# WRITTEN EXERCISE:
Set down exactly the lines that run from the line with "point: man's teeth" to the end of the data, and nothing else.

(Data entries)
+===+

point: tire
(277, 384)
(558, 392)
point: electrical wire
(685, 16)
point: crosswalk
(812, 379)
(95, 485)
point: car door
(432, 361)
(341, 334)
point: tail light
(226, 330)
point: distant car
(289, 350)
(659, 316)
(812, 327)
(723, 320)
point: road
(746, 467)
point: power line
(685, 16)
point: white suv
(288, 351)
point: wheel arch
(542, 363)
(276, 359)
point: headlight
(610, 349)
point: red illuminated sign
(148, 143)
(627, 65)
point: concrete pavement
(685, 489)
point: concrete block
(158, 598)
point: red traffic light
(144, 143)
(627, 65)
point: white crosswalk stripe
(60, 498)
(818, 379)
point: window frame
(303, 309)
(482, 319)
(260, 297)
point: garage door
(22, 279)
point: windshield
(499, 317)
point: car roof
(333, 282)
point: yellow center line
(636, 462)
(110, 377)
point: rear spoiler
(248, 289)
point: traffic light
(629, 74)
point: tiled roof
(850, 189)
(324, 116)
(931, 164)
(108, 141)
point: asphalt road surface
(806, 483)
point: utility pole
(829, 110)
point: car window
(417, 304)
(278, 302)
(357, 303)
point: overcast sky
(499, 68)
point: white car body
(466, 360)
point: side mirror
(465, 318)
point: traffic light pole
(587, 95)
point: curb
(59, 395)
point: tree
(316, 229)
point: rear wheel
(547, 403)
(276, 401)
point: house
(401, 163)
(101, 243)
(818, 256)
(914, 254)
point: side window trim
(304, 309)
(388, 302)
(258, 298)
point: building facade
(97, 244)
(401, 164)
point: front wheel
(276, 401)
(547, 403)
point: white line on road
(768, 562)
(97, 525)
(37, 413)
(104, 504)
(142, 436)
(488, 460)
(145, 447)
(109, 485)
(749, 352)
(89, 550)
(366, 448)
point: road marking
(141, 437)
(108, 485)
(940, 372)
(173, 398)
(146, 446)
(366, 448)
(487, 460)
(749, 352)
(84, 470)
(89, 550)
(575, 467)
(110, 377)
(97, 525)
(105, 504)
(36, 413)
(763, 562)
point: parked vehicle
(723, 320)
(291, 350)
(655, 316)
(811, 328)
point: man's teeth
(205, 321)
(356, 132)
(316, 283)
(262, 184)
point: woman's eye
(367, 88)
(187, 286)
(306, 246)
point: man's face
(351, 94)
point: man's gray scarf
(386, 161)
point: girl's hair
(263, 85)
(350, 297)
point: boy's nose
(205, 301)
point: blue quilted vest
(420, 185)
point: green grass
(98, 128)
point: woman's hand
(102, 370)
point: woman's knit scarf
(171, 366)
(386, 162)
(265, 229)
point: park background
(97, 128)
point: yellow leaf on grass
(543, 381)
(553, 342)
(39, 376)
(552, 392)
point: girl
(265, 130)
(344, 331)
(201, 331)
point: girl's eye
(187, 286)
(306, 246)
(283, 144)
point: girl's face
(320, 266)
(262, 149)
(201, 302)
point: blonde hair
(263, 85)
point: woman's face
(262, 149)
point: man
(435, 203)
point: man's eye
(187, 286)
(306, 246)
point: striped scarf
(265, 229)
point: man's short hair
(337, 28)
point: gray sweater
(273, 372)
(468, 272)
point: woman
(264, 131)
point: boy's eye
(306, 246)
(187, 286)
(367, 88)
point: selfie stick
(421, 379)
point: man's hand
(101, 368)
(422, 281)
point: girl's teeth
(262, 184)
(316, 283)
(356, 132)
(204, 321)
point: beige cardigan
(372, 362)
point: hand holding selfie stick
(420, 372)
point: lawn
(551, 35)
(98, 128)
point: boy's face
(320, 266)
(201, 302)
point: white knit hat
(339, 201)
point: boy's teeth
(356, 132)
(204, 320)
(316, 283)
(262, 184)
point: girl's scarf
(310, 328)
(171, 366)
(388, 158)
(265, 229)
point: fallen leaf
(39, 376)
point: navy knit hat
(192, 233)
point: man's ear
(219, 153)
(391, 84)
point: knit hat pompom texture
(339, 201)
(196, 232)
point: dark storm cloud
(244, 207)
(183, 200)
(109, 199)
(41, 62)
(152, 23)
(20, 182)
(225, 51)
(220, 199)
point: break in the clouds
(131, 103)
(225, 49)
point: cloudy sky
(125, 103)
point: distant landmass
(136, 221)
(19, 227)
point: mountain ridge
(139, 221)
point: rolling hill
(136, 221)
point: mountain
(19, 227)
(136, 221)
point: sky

+===+

# FINISHED ANSWER:
point: man's teeth
(205, 321)
(356, 132)
(316, 283)
(262, 184)
point: woman's eye
(367, 88)
(187, 286)
(306, 246)
point: man's face
(351, 94)
point: man's gray scarf
(386, 161)
point: girl's hair
(263, 85)
(350, 297)
point: boy's nose
(205, 301)
point: blue quilted vest
(420, 185)
point: green grass
(98, 128)
point: woman's hand
(102, 370)
point: woman's knit scarf
(171, 366)
(386, 162)
(265, 229)
point: park background
(97, 128)
point: yellow leaf on grass
(543, 381)
(553, 342)
(39, 376)
(552, 392)
point: girl
(265, 130)
(344, 331)
(201, 331)
point: girl's eye
(187, 286)
(306, 246)
(283, 144)
point: girl's face
(320, 266)
(262, 149)
(201, 302)
point: blonde hair
(263, 85)
point: woman's face
(262, 149)
point: man
(435, 203)
point: man's eye
(187, 286)
(306, 246)
point: striped scarf
(265, 229)
point: man's short hair
(337, 28)
point: gray sweater
(273, 372)
(468, 272)
point: woman
(264, 131)
point: boy's eye
(306, 246)
(187, 286)
(367, 88)
point: selfie stick
(421, 379)
point: man's hand
(101, 368)
(422, 281)
point: girl's teeth
(262, 184)
(316, 283)
(356, 132)
(204, 321)
point: beige cardigan
(372, 362)
point: hand holding selfie stick
(420, 372)
point: lawn
(551, 35)
(98, 128)
point: boy's face
(320, 266)
(201, 302)
point: white knit hat
(339, 201)
point: boy's teeth
(356, 132)
(204, 320)
(316, 283)
(262, 184)
point: girl's scarf
(310, 328)
(171, 366)
(388, 158)
(265, 229)
point: fallen leaf
(39, 376)
point: navy knit hat
(192, 233)
point: man's ear
(219, 153)
(391, 84)
point: knit hat pompom texture
(339, 201)
(196, 232)
point: dark storm cloud
(244, 207)
(183, 200)
(109, 199)
(41, 62)
(152, 23)
(20, 182)
(225, 51)
(220, 199)
point: break in the clouds
(131, 103)
(225, 49)
point: cloudy sky
(125, 103)
point: distant landmass
(136, 221)
(19, 227)
point: mountain ridge
(139, 221)
point: rolling hill
(136, 221)
point: mountain
(19, 227)
(136, 221)
point: sky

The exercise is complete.